De aquella ciudad indecisa que veía con preocupación su futuro, por la indefinición de ciertos partidos políticos de izquierda, hoy ya sólo queda el recuerdo. Melilla es actualmente una ciudad viva y dinámica, definida políticamente aunque con una endeble estructura económica.
Es indudable que a este fenómeno tranquilizador mucho ha contribuido la aprobación del Estatuto de Autonomía. La aprobación del Estatuto de Autonomía de Melilla conllevó dos hechos positivos para el futuro de nuestra ciudad. Por un lado, como en el resto de las Comunidades, supuso un eficaz instrumento político para la mejor gestión de los intereses de los melillenses, al acercar las decisiones políticas lo más próximo al ciudadano. Pero por otra parte, este Estatuto tenía un plus para Melilla, la encuadró en la nueva estructura política-administrativa del Estado dimanante del Título VIII de la Constitución, homogeneizó su situación jurídica al resto del territorio nacional, ahuyentando el fantasma de las peligrosas diferencias con la metrópoli a la luz del Derecho Internacional.

## Listado de entradas:
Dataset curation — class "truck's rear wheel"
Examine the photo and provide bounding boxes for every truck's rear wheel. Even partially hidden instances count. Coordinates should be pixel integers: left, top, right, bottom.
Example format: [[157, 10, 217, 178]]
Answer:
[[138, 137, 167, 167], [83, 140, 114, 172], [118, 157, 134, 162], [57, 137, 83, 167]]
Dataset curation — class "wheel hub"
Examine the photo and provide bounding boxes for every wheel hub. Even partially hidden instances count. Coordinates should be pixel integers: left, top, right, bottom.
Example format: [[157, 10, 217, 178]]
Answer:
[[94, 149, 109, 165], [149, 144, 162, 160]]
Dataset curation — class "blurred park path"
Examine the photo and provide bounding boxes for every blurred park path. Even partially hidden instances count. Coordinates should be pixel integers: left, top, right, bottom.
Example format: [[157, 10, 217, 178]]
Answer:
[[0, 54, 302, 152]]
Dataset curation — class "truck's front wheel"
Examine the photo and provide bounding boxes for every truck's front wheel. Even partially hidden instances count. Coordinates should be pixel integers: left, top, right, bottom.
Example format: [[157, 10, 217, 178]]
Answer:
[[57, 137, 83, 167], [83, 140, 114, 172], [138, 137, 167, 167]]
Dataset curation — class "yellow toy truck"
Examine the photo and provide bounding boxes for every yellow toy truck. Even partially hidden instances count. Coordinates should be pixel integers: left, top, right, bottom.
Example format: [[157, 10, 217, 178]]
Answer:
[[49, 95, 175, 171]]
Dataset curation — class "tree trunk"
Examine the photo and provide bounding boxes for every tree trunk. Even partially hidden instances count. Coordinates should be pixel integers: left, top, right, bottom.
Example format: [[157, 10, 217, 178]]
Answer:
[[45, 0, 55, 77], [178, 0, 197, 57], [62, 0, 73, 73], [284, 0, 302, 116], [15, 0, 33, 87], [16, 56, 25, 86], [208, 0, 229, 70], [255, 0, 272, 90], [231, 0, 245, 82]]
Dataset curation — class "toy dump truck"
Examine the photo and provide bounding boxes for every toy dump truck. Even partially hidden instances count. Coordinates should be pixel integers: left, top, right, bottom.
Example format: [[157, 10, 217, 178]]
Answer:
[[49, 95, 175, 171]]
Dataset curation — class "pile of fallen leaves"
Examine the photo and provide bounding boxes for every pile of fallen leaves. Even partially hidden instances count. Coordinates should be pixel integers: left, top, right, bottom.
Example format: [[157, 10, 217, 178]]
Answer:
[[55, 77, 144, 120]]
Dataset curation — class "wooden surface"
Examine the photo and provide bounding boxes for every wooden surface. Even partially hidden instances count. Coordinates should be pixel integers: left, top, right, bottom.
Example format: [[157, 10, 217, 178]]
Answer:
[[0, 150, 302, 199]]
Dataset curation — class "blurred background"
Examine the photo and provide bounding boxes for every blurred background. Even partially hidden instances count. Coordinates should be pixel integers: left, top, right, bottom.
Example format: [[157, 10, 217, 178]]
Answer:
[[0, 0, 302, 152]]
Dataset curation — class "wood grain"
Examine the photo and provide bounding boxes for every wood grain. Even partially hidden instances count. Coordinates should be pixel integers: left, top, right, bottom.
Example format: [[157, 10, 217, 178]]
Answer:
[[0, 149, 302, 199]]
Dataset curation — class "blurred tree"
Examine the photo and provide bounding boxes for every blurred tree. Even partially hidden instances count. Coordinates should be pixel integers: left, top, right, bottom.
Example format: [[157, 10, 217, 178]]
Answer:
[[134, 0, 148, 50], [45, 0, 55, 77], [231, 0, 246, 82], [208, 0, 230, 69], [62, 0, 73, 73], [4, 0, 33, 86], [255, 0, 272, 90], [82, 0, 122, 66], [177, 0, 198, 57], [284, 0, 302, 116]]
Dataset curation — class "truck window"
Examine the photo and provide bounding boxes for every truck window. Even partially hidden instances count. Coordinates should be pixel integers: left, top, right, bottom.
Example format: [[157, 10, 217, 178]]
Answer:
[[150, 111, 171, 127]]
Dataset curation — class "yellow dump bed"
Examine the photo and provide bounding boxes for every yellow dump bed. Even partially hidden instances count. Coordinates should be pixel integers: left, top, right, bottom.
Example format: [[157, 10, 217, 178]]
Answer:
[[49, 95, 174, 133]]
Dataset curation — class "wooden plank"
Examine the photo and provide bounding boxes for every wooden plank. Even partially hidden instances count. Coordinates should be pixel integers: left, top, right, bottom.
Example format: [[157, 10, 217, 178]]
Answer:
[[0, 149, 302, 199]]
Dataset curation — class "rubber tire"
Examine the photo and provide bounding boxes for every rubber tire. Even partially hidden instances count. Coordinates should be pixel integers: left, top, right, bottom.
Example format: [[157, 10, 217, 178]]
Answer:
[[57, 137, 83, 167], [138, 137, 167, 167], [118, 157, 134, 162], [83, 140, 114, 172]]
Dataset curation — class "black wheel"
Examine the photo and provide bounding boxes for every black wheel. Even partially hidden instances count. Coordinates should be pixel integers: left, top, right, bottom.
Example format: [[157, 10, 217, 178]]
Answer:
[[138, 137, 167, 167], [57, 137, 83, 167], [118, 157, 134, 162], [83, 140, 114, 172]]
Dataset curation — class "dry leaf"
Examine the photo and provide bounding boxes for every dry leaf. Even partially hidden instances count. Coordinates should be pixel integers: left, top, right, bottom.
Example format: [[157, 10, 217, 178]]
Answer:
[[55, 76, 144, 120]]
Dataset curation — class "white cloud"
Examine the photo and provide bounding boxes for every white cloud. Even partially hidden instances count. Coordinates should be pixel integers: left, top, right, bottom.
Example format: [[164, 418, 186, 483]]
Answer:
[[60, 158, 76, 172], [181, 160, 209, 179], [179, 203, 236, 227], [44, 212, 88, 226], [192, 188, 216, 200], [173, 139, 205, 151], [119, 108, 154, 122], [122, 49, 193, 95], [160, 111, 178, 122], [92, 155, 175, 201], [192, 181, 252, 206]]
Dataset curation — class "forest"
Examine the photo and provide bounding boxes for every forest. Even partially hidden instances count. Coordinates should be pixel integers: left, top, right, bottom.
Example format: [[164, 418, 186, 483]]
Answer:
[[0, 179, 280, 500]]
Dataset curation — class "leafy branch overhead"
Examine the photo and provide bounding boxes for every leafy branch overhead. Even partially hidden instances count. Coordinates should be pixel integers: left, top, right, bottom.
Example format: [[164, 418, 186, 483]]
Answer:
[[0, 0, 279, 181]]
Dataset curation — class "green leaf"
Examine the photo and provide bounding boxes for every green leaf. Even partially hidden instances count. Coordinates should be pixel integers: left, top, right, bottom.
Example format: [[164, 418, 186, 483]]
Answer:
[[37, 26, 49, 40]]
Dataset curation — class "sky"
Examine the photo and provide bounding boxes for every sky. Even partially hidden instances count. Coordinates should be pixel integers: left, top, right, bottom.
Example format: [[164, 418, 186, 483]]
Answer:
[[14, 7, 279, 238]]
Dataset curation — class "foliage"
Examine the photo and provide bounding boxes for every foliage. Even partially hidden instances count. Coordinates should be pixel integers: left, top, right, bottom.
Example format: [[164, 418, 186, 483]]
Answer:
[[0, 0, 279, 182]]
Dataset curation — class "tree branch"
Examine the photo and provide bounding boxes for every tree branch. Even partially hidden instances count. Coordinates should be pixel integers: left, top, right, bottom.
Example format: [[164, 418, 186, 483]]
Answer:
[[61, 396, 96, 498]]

## Por hacer:
1. Resume en dos oraciones el extracto sobre Melilla.
2. Transcribe literalmente el pasaje del extracto sobre Melilla que va desde "Es indudable que" hasta "del Derecho Internacional.", ambos incluidos.
Las entradas no desempeñan ningún papel aquí.

## Soluciones por tarea:
1. Melilla ha dejado atrás la indecisión con la que veía su futuro y hoy es una ciudad viva y dinámica, definida políticamente aunque con una endeble estructura económica. A ello ha contribuido mucho la aprobación del Estatuto de Autonomía, que acercó las decisiones políticas al ciudadano e integró a Melilla en la estructura político-administrativa del Estado, homogeneizando su situación jurídica con la del resto del territorio nacional.

2.
Es indudable que a este fenómeno tranquilizador mucho ha contribuido la aprobación del Estatuto de Autonomía. La aprobación del Estatuto de Autonomía de Melilla conllevó dos hechos positivos para el futuro de nuestra ciudad. Por un lado, como en el resto de las Comunidades, supuso un eficaz instrumento político para la mejor gestión de los intereses de los melillenses, al acercar las decisiones políticas lo más próximo al ciudadano. Pero por otra parte, este Estatuto tenía un plus para Melilla, la encuadró en la nueva estructura política-administrativa del Estado dimanante del Título VIII de la Constitución, homogeneizó su situación jurídica al resto del territorio nacional, ahuyentando el fantasma de las peligrosas diferencias con la metrópoli a la luz del Derecho Internacional.